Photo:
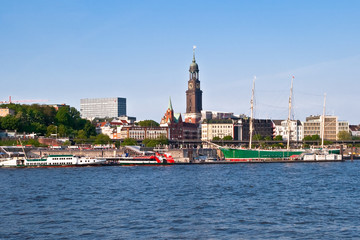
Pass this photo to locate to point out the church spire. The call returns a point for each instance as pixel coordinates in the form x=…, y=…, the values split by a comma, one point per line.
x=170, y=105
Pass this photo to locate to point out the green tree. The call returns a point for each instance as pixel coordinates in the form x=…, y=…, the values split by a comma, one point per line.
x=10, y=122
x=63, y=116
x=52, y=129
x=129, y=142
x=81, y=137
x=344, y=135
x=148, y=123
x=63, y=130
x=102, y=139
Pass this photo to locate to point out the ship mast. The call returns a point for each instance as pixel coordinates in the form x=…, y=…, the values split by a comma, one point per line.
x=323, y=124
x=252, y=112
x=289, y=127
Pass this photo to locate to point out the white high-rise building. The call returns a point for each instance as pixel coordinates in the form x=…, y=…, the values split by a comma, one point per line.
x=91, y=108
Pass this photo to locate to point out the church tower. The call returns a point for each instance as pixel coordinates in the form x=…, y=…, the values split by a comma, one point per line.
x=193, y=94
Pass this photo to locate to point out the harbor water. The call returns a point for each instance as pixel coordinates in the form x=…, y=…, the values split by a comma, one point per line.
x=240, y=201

▬▬▬▬▬▬

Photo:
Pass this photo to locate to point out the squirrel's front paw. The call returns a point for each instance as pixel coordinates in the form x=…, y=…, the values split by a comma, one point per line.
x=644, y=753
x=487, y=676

▬▬▬▬▬▬

**What you have to do:** Render the data above, from the line containing "Pass this photo to locate to point out the harbor" through the line containing "x=240, y=201", as a JSON list of strings with one string per line and no blank lines.

**Final result:**
[
  "Pass this photo to locate to point out the harbor water. The call returns a point for each instance as pixel coordinates in the form x=…, y=…, the values split by a comma, one point per line.",
  "x=240, y=201"
]